TASKS:
1. From the excerpt on agent design, list each question that the excerpt says subagents raise.
2. For each statement, answer yes or no based on the excerpt on agent design, and quote the words that decide it. (a) A subagent can call on other subagents that are more specialized. (b) Once an agent writes its task list at the start, the list must stay unchanged. (c) The task list tool in Claude Code makes the agent's planning into something that can be inspected.

DOCUMENT EXCERPT:
Instead of searching for a needle in a haystack of long agent trajectories which grow with every tool call, we can read and understand each specialized subagent in isolation. Subagents can call out to even more specialized subagents as needed, with each level maintaining its own scope, creating a hierarchy we can navigate through. But this also raises fundamental questions: What are the right boundaries between subagents? When should context be shared versus isolated? How should complex data structures be passed between subagent layers?

Making agent systems we can reason about

Task lists turn agent planning from an opaque process into explicit, logical steps we can follow and verify. Claude Code’s task list tool externalizes the agent’s planning process, turning “what should I do next?” from a complicated reasoning step into a concrete, inspectable artifact.

Figure-7: Many agents now have task list tools available to them. This allows them to decompose a task into a detailed plan at the start and check off items as they work through them one-by-one. The task list doesn’t need to be static. As new information comes to the light the plan can be amended.

ENTRIES PROVIDED:
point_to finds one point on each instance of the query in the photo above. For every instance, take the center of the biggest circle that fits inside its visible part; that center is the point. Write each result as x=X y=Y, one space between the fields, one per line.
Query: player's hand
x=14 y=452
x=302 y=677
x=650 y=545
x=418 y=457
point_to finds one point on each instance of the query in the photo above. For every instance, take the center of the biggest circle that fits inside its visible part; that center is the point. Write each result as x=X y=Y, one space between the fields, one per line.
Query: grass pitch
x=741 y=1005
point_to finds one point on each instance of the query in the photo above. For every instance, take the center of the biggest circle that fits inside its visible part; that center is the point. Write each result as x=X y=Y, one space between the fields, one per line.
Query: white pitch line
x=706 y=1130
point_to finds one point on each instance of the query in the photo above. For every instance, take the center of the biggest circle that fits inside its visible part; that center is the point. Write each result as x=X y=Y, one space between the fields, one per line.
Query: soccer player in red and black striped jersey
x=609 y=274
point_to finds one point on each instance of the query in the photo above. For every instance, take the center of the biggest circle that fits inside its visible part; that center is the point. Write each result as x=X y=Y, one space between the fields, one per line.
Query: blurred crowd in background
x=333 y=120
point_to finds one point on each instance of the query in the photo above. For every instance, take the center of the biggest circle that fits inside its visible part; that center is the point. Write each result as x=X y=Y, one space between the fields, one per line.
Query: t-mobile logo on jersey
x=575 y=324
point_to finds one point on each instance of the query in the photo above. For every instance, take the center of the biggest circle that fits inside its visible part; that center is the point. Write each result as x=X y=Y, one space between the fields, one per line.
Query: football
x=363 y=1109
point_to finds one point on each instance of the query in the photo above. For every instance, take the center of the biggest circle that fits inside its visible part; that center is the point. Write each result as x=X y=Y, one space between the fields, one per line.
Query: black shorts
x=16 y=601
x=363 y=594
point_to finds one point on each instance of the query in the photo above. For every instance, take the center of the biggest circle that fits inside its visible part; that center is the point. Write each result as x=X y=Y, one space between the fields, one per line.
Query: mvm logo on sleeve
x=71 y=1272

RESULTS BY TASK:
1.
- What are the right boundaries between subagents?
- When should context be shared versus isolated?
- How should complex data structures be passed between subagent layers?

2.
(a) Yes: "Subagents can call out to even more specialized subagents as needed"
(b) No: "The task list doesn’t need to be static."
(c) Yes: "turning “what should I do next?” from a complicated reasoning step into a concrete, inspectable artifact"